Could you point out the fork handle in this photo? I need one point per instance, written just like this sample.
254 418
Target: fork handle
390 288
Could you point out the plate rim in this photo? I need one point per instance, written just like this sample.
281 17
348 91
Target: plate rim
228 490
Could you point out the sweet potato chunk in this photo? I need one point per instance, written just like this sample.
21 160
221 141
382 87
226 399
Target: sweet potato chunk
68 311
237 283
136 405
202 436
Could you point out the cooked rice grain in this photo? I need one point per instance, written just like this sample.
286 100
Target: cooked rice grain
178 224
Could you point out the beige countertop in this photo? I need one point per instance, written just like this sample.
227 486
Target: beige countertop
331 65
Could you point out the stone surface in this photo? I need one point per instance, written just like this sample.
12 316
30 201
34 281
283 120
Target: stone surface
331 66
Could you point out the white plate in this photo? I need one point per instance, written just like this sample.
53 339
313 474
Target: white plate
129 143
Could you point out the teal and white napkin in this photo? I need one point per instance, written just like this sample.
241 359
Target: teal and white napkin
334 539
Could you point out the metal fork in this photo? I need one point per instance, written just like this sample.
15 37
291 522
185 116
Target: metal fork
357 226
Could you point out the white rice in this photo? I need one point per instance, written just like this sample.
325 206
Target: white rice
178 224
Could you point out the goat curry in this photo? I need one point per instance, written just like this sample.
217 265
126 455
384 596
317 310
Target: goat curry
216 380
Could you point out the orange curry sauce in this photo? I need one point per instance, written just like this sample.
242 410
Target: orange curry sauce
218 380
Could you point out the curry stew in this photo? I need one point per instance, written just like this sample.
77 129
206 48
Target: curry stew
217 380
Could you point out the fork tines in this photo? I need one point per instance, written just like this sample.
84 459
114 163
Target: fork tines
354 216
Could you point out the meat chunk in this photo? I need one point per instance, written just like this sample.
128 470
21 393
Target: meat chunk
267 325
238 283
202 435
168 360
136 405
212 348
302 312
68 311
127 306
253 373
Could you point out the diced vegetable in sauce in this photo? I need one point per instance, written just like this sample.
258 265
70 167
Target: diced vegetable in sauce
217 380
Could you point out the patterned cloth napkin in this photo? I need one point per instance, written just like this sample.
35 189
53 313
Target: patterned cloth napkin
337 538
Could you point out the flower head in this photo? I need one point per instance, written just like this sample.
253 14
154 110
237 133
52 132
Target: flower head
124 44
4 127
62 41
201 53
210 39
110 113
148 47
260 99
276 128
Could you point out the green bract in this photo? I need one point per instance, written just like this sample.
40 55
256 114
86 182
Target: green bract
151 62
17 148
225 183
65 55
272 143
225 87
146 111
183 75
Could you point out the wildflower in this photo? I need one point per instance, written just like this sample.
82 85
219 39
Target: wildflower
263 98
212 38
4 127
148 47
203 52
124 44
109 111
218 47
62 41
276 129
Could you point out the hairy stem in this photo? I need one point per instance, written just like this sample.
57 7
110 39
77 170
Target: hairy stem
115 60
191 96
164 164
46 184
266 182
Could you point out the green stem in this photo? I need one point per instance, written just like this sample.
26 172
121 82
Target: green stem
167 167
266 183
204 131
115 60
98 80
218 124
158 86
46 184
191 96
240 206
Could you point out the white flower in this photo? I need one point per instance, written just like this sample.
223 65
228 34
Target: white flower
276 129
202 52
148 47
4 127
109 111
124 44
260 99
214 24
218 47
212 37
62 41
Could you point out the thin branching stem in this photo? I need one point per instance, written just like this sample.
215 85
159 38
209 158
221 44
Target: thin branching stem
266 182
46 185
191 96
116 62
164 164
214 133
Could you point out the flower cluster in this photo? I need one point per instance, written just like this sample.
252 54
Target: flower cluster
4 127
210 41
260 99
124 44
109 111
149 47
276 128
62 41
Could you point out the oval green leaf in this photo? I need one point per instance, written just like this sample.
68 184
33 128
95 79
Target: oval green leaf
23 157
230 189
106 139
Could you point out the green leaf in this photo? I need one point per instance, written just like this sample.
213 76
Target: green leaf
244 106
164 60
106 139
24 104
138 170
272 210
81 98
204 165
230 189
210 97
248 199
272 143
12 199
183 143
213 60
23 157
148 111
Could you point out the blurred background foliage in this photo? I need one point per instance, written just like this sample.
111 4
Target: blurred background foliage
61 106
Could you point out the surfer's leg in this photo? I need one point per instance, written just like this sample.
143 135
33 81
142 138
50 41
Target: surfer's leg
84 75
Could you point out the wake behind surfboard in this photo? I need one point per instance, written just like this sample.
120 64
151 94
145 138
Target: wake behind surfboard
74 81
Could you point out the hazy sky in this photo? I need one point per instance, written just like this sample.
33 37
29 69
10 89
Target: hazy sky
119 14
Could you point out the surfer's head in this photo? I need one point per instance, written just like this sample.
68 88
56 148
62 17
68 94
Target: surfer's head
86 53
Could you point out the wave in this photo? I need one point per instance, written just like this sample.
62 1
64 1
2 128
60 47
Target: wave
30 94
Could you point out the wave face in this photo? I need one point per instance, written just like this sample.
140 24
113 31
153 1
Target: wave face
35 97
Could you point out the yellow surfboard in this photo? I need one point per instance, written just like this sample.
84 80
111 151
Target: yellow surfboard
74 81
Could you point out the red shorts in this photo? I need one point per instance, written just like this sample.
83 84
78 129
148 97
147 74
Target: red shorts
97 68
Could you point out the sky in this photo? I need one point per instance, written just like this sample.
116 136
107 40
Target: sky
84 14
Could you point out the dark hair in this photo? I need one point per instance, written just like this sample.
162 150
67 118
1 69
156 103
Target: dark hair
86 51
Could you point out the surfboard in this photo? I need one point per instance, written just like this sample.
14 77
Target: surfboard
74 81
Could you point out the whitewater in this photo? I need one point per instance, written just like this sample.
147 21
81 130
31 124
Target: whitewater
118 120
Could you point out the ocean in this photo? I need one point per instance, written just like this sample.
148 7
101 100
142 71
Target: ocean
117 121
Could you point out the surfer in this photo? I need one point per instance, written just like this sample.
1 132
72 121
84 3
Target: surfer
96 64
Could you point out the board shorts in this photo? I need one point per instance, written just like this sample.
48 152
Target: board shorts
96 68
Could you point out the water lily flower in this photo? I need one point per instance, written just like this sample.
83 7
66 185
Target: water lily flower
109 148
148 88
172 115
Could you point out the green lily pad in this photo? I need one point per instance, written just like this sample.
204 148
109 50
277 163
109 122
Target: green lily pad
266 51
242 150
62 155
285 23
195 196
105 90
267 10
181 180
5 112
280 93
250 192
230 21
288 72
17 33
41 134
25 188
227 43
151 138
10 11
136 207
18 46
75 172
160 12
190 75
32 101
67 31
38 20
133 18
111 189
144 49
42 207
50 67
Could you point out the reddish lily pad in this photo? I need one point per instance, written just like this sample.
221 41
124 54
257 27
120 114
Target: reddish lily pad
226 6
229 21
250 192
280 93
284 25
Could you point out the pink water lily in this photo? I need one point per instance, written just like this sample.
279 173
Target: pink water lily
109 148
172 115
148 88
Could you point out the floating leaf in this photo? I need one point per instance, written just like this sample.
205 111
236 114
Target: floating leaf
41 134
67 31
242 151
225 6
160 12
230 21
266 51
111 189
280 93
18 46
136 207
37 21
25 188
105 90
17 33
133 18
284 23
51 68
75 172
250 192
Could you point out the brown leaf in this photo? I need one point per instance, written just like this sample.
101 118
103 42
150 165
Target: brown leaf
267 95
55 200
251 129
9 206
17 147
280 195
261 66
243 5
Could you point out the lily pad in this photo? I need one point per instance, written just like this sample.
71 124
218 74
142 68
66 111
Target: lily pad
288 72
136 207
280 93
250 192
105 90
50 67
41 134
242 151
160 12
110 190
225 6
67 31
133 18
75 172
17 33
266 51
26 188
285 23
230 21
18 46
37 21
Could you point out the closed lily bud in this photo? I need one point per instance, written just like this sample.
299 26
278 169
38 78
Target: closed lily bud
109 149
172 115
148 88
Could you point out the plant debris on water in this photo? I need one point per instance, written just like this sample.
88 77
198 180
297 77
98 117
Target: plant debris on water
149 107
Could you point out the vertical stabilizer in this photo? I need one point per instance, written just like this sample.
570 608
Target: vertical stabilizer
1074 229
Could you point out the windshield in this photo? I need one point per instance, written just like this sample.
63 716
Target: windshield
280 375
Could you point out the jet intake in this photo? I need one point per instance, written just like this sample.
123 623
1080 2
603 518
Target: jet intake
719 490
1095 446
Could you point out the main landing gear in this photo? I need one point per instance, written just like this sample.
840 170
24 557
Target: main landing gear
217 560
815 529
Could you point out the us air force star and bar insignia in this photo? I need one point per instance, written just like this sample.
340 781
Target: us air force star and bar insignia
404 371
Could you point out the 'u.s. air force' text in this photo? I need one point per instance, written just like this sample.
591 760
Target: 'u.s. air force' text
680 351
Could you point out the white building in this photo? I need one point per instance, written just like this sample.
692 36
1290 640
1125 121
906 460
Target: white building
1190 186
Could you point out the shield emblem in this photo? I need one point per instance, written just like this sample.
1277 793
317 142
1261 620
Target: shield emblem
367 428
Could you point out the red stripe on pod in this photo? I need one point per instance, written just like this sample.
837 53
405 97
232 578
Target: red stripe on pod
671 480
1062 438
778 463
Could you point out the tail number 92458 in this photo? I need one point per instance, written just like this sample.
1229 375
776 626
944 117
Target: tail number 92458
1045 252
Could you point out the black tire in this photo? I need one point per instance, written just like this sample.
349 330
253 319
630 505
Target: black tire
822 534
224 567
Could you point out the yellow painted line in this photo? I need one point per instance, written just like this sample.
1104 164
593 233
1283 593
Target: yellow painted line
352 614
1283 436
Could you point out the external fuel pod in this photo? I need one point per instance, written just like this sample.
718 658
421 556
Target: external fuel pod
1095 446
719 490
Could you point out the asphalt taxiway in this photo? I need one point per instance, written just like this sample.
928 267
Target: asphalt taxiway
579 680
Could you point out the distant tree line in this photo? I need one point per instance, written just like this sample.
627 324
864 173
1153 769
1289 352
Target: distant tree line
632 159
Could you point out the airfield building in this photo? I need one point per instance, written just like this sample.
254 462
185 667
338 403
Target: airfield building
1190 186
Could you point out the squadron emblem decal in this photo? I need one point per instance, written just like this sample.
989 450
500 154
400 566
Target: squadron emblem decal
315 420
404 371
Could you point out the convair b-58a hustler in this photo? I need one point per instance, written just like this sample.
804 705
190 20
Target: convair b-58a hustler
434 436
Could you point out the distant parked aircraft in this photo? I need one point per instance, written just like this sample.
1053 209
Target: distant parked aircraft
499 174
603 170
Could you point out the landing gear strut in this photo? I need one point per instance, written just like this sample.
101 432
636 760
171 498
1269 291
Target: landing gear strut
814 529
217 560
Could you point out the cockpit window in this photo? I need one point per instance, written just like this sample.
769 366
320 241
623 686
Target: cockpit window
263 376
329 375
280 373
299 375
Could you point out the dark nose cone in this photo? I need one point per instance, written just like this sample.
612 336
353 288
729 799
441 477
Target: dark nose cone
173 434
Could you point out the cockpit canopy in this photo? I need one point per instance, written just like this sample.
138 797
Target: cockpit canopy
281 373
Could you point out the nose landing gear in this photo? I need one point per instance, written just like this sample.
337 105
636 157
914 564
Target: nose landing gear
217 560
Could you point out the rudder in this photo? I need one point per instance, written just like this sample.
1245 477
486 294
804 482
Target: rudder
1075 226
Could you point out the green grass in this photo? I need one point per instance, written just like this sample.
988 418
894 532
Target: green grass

## Work task
Only the lines above that include the word "grass" belong in the answer; copy each one.

## Output
Could you point out the green grass in this photo? I need one point per instance, written just like this sample.
Target: green grass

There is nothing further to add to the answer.